Exercise requirements>
Arrange the stretch of the records from their beginning through the line containing "[[[0,0],[0,57],[256,59],[254,0]]]" as a JSON list of strings, one string per line and with blank lines omitted. Leave the pictures out of the list.

Source records>
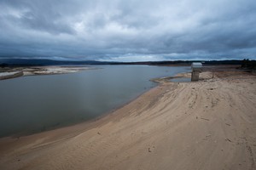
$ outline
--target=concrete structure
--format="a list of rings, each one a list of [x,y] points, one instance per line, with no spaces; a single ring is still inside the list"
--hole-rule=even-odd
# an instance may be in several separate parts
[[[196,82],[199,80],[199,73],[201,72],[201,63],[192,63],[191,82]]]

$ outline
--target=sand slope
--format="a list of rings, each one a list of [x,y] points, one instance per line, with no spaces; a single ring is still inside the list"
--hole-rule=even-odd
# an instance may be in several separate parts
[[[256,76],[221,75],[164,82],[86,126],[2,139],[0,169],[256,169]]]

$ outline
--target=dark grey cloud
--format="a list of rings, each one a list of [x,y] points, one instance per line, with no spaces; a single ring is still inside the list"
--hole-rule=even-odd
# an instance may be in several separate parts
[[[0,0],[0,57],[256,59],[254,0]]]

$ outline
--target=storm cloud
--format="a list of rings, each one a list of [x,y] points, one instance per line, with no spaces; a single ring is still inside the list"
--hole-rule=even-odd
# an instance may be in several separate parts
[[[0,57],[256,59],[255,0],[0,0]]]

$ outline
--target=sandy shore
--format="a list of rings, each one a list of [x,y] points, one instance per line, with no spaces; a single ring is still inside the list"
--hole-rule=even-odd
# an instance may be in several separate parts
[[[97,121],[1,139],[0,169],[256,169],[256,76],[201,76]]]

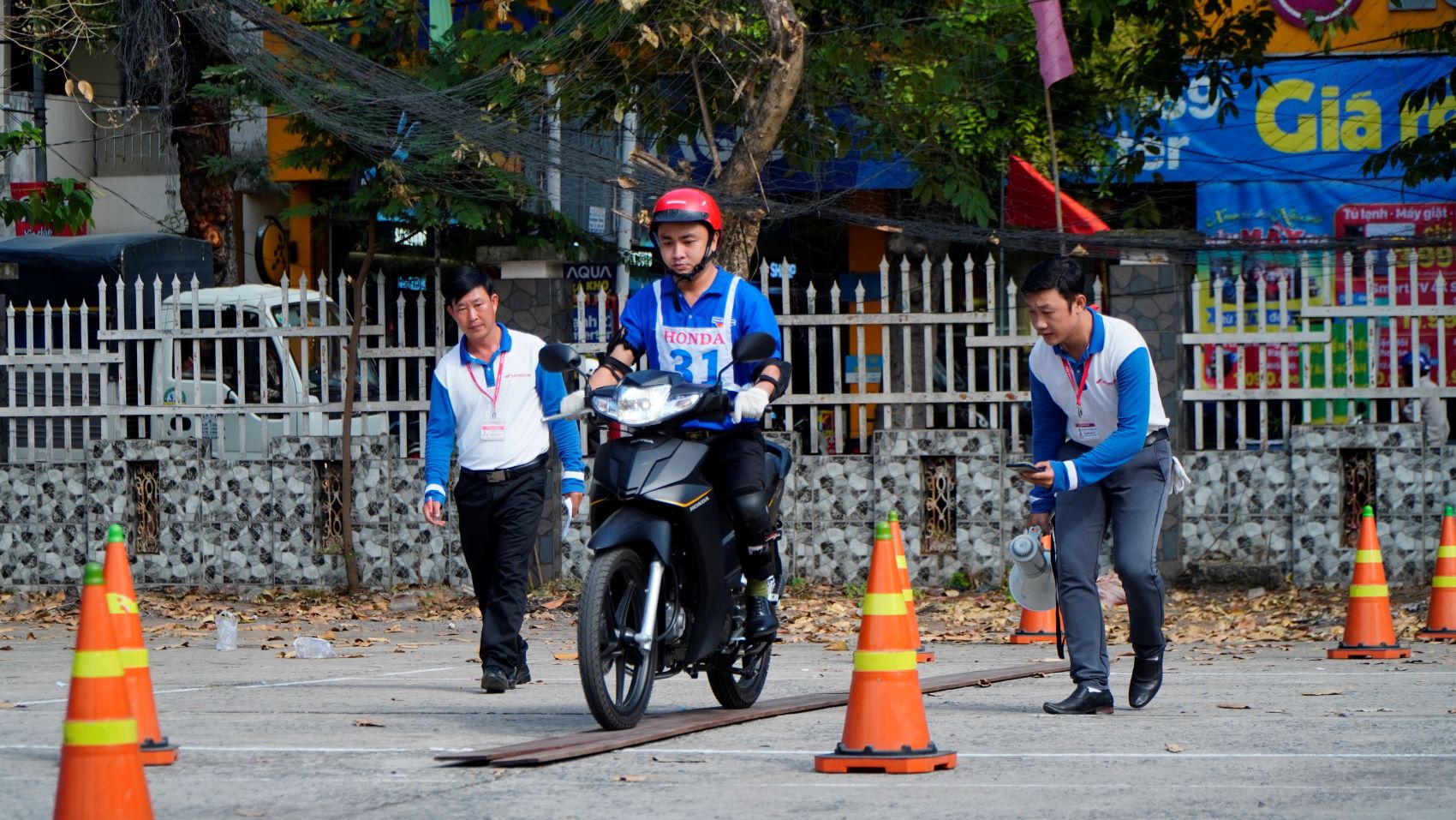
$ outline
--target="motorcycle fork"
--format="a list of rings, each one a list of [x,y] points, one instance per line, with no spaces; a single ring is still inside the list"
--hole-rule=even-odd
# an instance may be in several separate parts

Answer to the exercise>
[
  "$ outline",
  "--target=concrete structure",
  "--format=\"a list of rings, each one a list of [x,y] points, one instance per line, with no spaces; a single ring is still inside the list\"",
  "--hole-rule=even-odd",
  "# an instance may be in several separate parts",
  "[[[196,82],[199,80],[199,73],[201,72],[201,63],[192,63],[191,82]]]",
  "$ outline",
  "--target=sand slope",
  "--format=\"a list of rings, each one a list of [x,y] points, one instance per line, with no spaces; a single ring is still inside the list\"",
  "--hole-rule=even-odd",
  "# an instance may be in several separate parts",
  "[[[256,76],[221,75],[164,82],[86,126],[2,139],[0,169],[256,169]]]",
  "$ outline",
  "--target=dark grey cloud",
  "--format=\"a list of rings, each one a list of [x,y] points, one instance per line, with no spaces; a single ring is still inside the list\"",
  "--hole-rule=even-odd",
  "# an instance may be in several separate parts",
  "[[[0,0],[0,57],[256,59],[254,0]]]"
]